> TO DO: Copy the lines that follow, keeping every character the same.

(Object location annotation data)

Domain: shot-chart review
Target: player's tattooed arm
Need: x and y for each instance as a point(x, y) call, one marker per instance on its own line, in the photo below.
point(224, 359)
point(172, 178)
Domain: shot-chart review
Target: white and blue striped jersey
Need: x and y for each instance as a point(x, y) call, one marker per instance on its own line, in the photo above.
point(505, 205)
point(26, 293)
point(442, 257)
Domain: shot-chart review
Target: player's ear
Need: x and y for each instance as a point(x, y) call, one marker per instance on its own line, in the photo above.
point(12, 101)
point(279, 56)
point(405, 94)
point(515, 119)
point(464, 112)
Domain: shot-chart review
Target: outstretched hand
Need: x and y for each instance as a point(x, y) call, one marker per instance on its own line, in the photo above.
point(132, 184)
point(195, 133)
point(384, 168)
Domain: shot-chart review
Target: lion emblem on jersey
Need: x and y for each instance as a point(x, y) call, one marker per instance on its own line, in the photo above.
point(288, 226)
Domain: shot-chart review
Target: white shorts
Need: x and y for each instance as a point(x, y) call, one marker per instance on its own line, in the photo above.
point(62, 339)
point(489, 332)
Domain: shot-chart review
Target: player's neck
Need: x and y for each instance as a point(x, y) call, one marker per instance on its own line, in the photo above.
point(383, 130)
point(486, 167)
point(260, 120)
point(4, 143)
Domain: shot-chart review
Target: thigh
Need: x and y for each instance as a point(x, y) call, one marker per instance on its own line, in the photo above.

> RESULT:
Domain: shot-chart review
Target: player's tattooed arm
Need: x and y for each instance as a point(x, y) call, one marker per instance on its own line, in the photo below.
point(224, 359)
point(172, 178)
Domain: shot-chart review
Target: white and blue striped jersey
Need: x and y for each instance as a point(x, y) call, one marker per instance on its own line, in the photo above.
point(505, 205)
point(26, 293)
point(442, 257)
Domain: shot-chart review
Target: player's ear
Need: x and y for each instance as a point(x, y) call, one marker per instance on its own line, in the photo above.
point(12, 101)
point(279, 56)
point(405, 94)
point(515, 119)
point(464, 112)
Domain: shot-chart review
Target: outstretched hand
Need: x and y for each instance as a point(x, y) call, one marker per instance on its own line, in the photo above.
point(132, 184)
point(195, 133)
point(384, 168)
Domain: shot-chart review
Target: lion emblem on jersey
Need: x and y for each instance as a point(x, y) call, one marker per instance on its own line, in the photo above.
point(288, 226)
Domain: shot-chart review
Target: white shorts
Need: x and y for each instance as a point(x, y) call, one marker per instance on its own line, in the photo above.
point(62, 339)
point(489, 332)
Domain: shot-chart review
Target: player's neck
Need: x and y for each instance as a point(x, y) call, one marker per instance on its own line, in the photo above.
point(383, 130)
point(486, 167)
point(260, 120)
point(4, 143)
Domain: shot-chart review
Target: thigh
Need: x and y for each instance as a point(x, y) call, one marker per instance on its own line, in the photo above.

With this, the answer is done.